[Your objective] One line in the listing below contains "Objective — one dot per instance of the silver bentley". Repeat that line and each line after it exactly, ending with the last one.

[Given records]
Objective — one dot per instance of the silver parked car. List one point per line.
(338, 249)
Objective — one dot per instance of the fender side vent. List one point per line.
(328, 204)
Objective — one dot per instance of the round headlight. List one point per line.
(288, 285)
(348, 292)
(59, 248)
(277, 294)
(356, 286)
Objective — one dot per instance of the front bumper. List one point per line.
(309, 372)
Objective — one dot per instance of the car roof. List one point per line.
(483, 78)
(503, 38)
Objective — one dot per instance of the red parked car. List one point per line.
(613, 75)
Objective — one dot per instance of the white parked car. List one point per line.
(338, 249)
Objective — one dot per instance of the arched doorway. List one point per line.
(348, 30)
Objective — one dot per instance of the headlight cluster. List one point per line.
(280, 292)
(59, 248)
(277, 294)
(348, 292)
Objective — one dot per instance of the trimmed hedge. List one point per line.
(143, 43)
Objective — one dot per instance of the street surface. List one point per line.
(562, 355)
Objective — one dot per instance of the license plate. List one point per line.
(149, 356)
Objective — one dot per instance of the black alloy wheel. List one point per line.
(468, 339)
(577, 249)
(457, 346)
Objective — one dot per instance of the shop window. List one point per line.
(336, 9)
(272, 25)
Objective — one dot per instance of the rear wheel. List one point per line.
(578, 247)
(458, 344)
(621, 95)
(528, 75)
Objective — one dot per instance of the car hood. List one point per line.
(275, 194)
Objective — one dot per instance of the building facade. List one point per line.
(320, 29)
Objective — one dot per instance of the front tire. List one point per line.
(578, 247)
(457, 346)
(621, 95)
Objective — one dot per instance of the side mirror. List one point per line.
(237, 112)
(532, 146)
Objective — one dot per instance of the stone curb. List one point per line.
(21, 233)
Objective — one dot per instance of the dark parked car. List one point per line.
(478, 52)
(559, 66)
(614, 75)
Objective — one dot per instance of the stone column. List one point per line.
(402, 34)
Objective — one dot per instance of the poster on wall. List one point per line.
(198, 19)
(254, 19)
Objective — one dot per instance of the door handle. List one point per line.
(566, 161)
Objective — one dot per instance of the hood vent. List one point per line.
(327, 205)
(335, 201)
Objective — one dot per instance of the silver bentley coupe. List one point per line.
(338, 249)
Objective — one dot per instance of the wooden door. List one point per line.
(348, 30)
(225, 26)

[Response area]
Objective — one dot per instance of the silver bentley coupe. List one point per line.
(338, 249)
Objective — one dot per instance of the wooden door. List one point per line.
(348, 30)
(225, 26)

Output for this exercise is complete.